Wenn alle Rechteinhaber gemeinsam eine allgemeine Lizenz zur verbreitung über youtube gewähren, dann ist die verbreitung legal. Und dann auch der Download.

Ansonsten ist es zumindest zweifelhaft - in den meisten Fällen nicht einmal das: Höchstwahrscheinlich ist es illegal.

Frag doch einfach das Label von dem Künstler, den du meinst. E-Mail reicht vermutlich für eine eindeutige Antwort.


----------



## Antiscammer (3 April 2009)

*AW: ist musik bei youtube downloaden illegal?*

Ich würde mal sagen, es ist eine Grau-Schwarz-zone. Youtube stellt mit Absicht kein Tool ins Netz, womit man deren Videos downloaden/speichern könnte. Damit wollen sie urheberrechtliche Probleme umgehen. Nun gibt es Tools bzw. sogar plugins für Firefox, mit denen man doch Videos bei youtoube downloaden kann. Je nach Freigabestatus des Videos kann dies ein Urheberrechtsverstoß sein. Zum einen kann man niemals 100% sicher sein, ob derjenige, der das Video bei youtoube eingestellt hat, überhaupt die Urheberrechte besitzt. Da youtube selbst z.T. gerichtlich gegen die Anbieter von Download-Tools vorgeht, ist anzunehmen, dass der Download (nicht: das Betrachten auf der youtube-Seite) von youtube-Videos grundsätzlich gegen Urheberrecht verstößt.
========
- [ARBEITSSCHRITTE]:
• A. Welches Ziel verfolgt YouTube laut dem Übungstext damit, dass es kein Tool zum Herunterladen seiner Videos anbietet?
• B. Fassen Sie den Absatz des Übungstexts, der mit „Ich würde mal sagen“ beginnt, als kurze Stichpunktliste zusammen und behalten Sie dabei seine wesentlichen Aussagen bei.
• C. Geben Sie für jede der folgenden Aussagen an, ob sie mit dem Übungstext übereinstimmt, und zitieren Sie jeweils die entscheidenden Worte wörtlich: (i) Eine E-Mail an das Label genügt vermutlich für eine eindeutige Antwort. (ii) YouTube geht gerichtlich gegen alle Nutzer vor, die Videos herunterladen. (iii) Das Ansehen von Videos auf der YouTube-Seite wird als Verstoß gegen das Urheberrecht eingestuft.
Die Zeilen stehen in keinem Zusammenhang mit dem Übungstext.

- [DATENZEILEN]:
========
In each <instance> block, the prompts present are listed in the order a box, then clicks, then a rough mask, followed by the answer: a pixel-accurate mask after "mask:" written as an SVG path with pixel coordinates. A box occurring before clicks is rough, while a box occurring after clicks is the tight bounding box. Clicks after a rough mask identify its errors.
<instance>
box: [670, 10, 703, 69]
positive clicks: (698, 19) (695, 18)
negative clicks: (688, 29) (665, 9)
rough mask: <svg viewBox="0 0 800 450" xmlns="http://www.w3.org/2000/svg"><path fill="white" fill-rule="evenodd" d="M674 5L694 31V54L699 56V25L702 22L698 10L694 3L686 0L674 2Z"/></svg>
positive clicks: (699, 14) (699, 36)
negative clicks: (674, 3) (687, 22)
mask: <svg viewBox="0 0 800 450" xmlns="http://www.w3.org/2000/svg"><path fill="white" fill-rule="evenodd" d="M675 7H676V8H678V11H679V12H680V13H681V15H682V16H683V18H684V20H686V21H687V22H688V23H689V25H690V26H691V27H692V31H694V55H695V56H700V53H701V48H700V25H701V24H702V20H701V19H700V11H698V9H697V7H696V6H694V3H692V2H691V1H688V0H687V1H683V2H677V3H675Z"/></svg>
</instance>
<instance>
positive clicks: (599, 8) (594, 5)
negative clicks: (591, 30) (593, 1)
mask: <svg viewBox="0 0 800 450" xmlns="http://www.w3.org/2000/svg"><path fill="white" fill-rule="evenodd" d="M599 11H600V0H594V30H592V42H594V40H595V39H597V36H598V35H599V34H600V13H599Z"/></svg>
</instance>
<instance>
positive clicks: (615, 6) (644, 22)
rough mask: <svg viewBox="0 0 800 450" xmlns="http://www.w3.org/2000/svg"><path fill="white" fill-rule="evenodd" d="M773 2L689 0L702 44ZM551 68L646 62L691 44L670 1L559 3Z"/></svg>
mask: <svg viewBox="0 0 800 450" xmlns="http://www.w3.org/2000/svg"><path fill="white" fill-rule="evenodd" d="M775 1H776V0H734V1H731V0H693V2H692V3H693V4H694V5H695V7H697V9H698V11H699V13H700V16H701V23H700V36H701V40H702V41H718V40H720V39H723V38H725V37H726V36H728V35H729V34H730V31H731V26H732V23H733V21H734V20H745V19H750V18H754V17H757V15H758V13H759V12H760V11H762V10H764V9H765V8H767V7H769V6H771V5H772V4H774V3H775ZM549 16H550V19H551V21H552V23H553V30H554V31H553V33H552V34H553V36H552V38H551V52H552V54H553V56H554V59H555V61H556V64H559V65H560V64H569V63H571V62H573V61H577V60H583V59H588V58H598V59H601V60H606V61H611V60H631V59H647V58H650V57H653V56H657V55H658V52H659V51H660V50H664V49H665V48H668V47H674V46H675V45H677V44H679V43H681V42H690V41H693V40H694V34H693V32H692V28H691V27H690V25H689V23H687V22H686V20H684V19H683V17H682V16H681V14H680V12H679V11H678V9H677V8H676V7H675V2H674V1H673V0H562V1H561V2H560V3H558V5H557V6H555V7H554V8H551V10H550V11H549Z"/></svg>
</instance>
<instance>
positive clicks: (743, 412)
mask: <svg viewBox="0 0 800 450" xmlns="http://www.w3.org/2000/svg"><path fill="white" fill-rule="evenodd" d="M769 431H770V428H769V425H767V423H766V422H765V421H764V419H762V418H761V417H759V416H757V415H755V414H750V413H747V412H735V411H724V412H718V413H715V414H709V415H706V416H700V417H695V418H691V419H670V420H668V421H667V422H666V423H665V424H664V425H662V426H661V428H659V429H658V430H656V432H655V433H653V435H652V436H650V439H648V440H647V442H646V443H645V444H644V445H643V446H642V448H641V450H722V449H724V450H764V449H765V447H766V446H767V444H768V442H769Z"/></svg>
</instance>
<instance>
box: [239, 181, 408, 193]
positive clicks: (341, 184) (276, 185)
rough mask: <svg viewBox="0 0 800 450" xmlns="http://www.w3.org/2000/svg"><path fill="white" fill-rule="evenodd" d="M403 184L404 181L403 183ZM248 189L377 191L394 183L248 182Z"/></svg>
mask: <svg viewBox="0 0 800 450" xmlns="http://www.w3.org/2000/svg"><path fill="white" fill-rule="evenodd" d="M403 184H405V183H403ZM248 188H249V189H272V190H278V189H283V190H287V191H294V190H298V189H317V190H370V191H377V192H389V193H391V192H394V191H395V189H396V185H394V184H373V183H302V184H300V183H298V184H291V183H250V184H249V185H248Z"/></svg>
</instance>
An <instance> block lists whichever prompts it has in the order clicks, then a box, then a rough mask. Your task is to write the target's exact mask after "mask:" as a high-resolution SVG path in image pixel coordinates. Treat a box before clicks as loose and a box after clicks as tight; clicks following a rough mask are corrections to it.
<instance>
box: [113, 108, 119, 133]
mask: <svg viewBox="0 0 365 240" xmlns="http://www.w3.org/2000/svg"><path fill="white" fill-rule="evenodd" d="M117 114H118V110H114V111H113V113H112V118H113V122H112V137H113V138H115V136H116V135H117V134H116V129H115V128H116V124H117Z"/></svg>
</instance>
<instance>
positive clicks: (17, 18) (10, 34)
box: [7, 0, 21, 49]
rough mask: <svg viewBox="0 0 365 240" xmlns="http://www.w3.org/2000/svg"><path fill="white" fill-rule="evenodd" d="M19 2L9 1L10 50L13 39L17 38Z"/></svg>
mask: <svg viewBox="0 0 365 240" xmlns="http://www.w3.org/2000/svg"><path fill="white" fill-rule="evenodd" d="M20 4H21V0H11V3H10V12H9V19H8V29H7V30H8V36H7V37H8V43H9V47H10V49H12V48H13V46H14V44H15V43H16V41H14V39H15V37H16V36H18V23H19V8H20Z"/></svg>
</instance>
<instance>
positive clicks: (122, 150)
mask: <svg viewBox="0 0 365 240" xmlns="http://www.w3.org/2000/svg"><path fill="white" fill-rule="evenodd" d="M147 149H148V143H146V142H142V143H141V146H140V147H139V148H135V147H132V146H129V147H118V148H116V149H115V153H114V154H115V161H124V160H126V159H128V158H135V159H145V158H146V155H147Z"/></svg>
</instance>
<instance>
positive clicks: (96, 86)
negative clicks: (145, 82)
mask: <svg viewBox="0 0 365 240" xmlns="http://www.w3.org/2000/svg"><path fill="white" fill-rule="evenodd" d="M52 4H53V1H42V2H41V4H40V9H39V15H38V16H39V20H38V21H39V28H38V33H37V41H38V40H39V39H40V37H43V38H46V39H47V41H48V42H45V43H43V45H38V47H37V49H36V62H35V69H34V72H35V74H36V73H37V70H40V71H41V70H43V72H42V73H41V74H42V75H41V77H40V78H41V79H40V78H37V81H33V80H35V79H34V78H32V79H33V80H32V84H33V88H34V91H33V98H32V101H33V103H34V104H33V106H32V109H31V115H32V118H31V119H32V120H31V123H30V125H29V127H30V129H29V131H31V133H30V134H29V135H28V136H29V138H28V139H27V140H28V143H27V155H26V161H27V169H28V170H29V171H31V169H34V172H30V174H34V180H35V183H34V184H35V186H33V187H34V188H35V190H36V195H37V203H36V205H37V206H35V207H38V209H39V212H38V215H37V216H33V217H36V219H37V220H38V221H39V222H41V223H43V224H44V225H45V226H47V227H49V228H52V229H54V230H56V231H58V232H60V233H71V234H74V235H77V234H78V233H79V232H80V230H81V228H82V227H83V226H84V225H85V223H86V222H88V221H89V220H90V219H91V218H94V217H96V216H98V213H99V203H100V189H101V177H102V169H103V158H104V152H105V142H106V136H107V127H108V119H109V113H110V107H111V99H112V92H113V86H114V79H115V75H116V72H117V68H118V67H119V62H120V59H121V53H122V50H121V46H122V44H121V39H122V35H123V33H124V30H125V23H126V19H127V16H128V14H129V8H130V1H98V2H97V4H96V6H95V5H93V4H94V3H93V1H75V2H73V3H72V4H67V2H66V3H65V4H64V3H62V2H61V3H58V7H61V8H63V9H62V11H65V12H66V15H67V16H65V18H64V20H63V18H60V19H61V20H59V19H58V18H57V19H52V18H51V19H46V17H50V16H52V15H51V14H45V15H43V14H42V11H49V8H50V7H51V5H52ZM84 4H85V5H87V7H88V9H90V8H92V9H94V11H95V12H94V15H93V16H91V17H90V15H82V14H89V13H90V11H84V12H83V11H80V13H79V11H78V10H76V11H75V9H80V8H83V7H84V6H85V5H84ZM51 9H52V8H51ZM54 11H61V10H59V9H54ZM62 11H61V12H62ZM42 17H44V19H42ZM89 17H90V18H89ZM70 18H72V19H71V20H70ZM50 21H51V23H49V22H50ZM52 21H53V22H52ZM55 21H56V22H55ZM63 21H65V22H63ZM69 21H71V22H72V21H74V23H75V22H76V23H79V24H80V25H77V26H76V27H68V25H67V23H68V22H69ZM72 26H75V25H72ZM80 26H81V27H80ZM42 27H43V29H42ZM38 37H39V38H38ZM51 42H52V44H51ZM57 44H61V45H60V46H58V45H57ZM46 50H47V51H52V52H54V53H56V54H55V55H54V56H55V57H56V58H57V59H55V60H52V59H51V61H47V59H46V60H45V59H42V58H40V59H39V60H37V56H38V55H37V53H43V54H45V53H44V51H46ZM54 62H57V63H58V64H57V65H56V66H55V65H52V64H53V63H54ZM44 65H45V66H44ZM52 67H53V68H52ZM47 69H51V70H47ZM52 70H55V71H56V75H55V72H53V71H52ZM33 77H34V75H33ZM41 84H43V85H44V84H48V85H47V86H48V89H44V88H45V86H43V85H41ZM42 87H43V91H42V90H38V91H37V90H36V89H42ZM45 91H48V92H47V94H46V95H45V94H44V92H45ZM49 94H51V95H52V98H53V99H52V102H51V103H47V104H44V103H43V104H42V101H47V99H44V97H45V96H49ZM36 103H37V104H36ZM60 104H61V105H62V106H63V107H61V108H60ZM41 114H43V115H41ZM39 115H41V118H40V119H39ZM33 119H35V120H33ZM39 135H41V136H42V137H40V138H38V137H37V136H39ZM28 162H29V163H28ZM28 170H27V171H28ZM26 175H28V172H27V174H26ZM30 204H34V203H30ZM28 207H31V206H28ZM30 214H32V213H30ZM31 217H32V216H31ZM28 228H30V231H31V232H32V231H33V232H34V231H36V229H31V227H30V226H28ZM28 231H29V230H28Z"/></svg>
========
- [LÖSUNGEN]:
• A. YouTube will damit urheberrechtliche Probleme umgehen.

• B.
- Das Herunterladen von YouTube-Videos liegt in einer Grau-Schwarz-Zone.
- YouTube bietet absichtlich kein Download-Tool an, um urheberrechtliche Probleme zu umgehen.
- Mit Tools und Firefox-Plugins lassen sich die Videos trotzdem herunterladen.
- Je nach Freigabestatus des Videos kann das ein Urheberrechtsverstoß sein.
- Man weiß nie sicher, ob die Person, die das Video eingestellt hat, die Urheberrechte besitzt.
- YouTube geht teilweise gerichtlich gegen Anbieter von Download-Tools vor.
- Daher verstößt der Download wohl grundsätzlich gegen das Urheberrecht. Für das bloße Ansehen auf der YouTube-Seite gilt das nicht.

• C.
(i) Ja: „E-Mail reicht vermutlich für eine eindeutige Antwort.“
(ii) Nein: „Da youtube selbst z.T. gerichtlich gegen die Anbieter von Download-Tools vorgeht“
(iii) Nein: „der Download (nicht: das Betrachten auf der youtube-Seite)“